Copy the items from the line with "Where can the mint" through the line with "[[212, 227], [200, 227], [188, 208]]", keeping each request as it is and raising every coordinate in the answers by 85.
━━━━━━━━━━━━━━━━━━━━
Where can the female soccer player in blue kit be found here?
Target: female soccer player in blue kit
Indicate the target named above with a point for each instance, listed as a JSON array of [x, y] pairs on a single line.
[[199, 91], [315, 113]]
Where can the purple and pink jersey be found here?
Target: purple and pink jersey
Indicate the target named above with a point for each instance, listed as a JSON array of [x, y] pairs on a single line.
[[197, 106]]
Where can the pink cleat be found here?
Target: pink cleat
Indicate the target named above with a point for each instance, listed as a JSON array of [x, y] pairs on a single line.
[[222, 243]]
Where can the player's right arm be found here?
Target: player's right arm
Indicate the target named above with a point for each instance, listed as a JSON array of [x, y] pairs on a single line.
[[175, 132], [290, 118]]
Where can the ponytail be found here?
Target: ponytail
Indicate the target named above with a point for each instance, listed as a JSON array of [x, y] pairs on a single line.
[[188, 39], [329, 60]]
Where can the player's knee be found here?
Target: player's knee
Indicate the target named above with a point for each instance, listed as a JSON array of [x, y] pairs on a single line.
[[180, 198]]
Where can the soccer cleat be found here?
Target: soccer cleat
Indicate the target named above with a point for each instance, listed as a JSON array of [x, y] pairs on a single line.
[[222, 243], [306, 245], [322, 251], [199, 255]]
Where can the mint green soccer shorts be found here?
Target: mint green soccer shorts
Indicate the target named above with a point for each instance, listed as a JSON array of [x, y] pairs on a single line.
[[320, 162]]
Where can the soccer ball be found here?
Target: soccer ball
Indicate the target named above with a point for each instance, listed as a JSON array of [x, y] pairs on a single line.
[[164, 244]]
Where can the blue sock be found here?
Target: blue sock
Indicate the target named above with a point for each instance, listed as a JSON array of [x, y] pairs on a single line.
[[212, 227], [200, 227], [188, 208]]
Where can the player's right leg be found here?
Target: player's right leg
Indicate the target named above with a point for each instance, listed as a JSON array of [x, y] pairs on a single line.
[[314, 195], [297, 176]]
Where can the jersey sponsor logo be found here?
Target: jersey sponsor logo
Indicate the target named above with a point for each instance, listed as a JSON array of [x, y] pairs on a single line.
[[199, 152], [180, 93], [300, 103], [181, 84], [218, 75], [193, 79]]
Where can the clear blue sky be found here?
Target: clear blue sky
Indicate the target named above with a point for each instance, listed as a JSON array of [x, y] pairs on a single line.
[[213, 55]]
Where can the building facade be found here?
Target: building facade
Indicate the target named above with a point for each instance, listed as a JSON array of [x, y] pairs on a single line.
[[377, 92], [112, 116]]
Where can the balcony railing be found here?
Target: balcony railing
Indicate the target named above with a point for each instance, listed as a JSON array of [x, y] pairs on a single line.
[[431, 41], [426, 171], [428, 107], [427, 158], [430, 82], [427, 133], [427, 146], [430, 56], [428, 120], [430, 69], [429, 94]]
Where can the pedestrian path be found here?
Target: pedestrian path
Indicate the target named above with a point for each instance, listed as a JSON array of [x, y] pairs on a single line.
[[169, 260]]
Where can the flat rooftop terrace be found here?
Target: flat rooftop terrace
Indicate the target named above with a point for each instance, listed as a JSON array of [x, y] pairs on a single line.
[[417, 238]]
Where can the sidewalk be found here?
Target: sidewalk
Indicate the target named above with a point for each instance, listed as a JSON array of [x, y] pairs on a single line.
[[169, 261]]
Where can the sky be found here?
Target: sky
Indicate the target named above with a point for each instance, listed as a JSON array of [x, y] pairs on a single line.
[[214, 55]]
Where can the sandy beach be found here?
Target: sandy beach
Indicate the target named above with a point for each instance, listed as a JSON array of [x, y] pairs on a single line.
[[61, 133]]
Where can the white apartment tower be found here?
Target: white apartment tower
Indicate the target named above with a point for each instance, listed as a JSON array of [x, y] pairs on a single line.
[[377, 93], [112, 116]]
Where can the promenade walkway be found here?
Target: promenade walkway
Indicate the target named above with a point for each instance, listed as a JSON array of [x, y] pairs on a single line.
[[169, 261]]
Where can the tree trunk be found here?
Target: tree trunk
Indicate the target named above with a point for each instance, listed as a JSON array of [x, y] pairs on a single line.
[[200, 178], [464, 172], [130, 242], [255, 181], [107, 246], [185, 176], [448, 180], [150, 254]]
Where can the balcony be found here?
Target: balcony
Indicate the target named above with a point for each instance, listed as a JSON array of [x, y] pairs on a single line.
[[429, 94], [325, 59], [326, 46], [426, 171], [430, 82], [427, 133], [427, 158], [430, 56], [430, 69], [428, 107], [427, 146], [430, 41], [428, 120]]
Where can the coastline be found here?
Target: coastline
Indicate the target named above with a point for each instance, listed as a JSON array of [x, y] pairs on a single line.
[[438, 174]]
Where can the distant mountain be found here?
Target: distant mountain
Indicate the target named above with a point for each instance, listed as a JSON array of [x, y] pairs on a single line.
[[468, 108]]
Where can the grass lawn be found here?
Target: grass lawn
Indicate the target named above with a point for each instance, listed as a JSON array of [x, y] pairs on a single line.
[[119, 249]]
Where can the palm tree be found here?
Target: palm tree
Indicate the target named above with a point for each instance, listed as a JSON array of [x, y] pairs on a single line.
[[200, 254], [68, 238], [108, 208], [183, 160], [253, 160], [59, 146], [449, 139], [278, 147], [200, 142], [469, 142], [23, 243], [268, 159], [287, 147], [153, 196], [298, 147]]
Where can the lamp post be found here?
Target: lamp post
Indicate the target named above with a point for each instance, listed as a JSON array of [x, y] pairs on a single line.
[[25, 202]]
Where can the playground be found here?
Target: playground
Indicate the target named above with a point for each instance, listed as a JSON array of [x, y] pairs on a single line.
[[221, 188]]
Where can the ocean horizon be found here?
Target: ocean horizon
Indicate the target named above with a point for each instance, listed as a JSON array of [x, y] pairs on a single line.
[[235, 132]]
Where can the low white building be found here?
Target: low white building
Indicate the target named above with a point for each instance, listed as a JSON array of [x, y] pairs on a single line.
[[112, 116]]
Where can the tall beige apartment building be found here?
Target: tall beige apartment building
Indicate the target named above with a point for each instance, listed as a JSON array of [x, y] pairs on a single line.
━━━━━━━━━━━━━━━━━━━━
**THE RESULT**
Where can the mint green soccer shorts be found here?
Target: mint green soccer shorts
Indicate the target named above with a point for each instance, listed as a JSON array of [x, y] pairs on a single line.
[[405, 247]]
Where can the soccer ball be found here?
Target: soccer ball
Indicate the target named above with a point for each instance, listed as a JSON array of [x, y] pairs on a single line.
[[249, 329]]
Where can the blue sock be found here?
Target: blue sock
Indicate the target named above with a point for each instance, listed as a JSON array of [x, y] pairs on a single line.
[[297, 312], [285, 312], [273, 293]]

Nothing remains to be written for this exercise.